:: Task statement ::
Can you put the part of the rows below that opens with the line containing "Element detection request for the stone pier." and closes with the line containing "xmin=25 ymin=231 xmax=324 ymax=252" (both included) into a Markdown table with columns Number and Line, one line per table row, and leave out blank lines?

☆ ☆ ☆ ☆ ☆ ☆ ☆

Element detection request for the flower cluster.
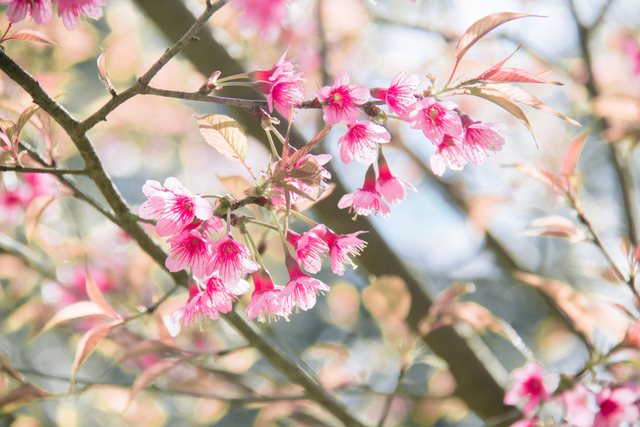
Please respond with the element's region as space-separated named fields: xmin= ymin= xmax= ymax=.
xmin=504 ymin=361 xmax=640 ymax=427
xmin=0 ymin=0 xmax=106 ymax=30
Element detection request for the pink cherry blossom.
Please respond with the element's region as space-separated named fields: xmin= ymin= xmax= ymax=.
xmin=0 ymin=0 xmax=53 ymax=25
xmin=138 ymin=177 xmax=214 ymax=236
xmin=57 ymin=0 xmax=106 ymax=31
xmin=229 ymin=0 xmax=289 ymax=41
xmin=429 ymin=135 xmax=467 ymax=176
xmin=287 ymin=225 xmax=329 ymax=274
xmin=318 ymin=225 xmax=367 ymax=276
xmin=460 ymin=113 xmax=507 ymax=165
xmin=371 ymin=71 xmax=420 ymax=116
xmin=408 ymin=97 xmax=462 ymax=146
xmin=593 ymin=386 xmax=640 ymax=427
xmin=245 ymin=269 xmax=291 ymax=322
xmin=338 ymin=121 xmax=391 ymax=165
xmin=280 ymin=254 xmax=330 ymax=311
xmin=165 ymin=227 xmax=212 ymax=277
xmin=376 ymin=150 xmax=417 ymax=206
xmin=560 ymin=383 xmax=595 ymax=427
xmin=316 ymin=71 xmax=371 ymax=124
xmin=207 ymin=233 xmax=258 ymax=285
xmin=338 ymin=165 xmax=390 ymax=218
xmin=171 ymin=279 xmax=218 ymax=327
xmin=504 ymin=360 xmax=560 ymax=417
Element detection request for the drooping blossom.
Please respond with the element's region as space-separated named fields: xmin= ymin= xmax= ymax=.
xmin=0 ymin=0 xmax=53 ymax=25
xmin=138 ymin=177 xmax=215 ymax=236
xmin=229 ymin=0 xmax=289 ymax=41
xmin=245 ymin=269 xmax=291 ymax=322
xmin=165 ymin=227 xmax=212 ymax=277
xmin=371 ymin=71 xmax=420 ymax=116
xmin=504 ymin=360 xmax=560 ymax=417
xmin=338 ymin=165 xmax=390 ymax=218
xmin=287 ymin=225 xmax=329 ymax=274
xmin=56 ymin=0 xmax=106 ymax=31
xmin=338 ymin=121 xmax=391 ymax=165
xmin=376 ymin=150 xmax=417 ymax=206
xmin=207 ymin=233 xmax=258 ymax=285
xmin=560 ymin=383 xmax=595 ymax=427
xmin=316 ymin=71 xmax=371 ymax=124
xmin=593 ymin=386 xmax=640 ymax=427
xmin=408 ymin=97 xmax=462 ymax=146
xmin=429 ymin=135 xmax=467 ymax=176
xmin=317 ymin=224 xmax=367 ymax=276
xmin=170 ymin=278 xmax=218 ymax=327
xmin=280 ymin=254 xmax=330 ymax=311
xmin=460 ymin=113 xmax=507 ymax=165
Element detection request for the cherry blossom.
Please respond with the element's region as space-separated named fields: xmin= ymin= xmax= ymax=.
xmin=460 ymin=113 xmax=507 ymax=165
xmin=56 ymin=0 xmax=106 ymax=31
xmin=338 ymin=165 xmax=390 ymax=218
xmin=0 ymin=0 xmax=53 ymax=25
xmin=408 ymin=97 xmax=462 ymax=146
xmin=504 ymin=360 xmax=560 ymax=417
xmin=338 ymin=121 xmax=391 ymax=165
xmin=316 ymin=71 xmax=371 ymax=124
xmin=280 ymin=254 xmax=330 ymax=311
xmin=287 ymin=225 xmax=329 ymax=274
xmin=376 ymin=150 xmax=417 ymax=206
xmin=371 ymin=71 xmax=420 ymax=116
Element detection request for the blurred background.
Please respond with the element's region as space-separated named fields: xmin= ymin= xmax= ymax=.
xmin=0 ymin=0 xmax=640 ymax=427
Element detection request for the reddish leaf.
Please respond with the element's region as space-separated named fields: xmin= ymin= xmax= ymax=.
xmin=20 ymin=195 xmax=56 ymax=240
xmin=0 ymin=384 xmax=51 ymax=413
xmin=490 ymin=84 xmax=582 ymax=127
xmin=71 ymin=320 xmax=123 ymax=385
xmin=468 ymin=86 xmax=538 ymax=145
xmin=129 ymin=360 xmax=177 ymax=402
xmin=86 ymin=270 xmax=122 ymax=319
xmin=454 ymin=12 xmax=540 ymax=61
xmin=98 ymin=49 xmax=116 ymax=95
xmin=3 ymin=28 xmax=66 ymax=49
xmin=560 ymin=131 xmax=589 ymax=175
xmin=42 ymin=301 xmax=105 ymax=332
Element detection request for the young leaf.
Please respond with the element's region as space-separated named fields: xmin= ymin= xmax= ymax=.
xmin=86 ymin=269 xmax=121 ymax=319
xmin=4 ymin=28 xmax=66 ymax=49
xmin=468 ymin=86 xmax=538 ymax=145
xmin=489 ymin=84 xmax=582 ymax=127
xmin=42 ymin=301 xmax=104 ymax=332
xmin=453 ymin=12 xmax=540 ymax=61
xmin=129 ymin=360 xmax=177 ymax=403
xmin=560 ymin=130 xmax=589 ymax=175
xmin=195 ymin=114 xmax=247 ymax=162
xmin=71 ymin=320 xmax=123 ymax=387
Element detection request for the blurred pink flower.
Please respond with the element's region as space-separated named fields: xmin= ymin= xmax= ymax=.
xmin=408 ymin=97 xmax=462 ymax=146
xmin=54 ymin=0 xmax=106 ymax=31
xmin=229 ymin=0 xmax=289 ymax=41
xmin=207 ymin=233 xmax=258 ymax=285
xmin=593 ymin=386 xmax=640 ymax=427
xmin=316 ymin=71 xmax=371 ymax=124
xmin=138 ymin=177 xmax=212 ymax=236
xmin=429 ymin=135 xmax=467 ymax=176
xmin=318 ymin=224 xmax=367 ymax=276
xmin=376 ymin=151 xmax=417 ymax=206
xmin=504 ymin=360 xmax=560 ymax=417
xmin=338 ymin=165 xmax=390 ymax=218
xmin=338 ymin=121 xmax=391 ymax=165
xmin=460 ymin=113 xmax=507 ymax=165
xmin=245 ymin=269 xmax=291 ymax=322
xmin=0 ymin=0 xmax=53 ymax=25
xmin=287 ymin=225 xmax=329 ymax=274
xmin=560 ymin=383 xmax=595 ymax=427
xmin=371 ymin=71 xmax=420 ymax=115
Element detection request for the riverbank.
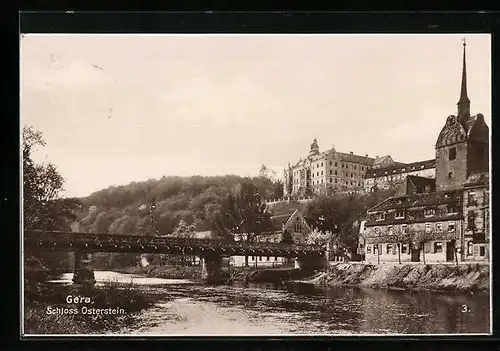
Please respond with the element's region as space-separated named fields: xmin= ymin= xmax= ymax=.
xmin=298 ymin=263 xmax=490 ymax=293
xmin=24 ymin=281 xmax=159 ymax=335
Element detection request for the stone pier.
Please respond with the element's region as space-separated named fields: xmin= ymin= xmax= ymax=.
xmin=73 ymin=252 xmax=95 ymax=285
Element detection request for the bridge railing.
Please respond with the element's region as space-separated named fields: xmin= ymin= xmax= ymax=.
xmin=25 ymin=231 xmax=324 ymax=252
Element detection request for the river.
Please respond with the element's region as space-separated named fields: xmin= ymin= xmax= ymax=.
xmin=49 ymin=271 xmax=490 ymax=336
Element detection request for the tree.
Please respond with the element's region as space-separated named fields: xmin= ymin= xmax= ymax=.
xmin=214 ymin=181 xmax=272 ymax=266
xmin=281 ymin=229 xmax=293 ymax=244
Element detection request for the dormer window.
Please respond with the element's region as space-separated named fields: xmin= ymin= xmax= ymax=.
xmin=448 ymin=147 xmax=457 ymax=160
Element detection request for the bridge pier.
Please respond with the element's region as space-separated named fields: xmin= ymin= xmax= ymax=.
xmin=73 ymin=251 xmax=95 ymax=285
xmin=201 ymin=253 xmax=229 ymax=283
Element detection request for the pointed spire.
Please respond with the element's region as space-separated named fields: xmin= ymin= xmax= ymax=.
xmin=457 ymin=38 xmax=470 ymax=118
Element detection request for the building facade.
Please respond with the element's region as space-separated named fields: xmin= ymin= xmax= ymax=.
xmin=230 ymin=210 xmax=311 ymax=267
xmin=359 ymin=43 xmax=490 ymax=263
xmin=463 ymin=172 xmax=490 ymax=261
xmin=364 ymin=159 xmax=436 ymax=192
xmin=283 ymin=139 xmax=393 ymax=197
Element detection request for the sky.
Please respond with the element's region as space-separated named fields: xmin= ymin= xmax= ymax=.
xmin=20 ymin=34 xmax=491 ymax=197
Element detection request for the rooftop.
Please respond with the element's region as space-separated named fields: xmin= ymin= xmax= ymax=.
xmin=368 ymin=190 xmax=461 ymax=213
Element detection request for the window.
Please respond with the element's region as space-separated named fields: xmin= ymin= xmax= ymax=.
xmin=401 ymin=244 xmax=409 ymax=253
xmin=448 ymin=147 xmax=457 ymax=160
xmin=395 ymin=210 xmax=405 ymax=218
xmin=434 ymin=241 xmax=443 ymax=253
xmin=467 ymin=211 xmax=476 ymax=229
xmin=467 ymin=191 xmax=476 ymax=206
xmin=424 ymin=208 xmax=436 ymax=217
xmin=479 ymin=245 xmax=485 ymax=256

☆ ☆ ☆ ☆ ☆ ☆ ☆

:: Final result ::
| Number | Line |
|---|---|
| 1 | Element detection request for the stone pier. |
| 2 | Please respond with the element's region as space-separated named fields: xmin= ymin= xmax= ymax=. |
| 3 | xmin=73 ymin=252 xmax=95 ymax=285 |
| 4 | Element detection request for the bridge railing. |
| 5 | Please respond with the element's region as space-separated named fields: xmin= ymin= xmax= ymax=. |
| 6 | xmin=25 ymin=231 xmax=324 ymax=252 |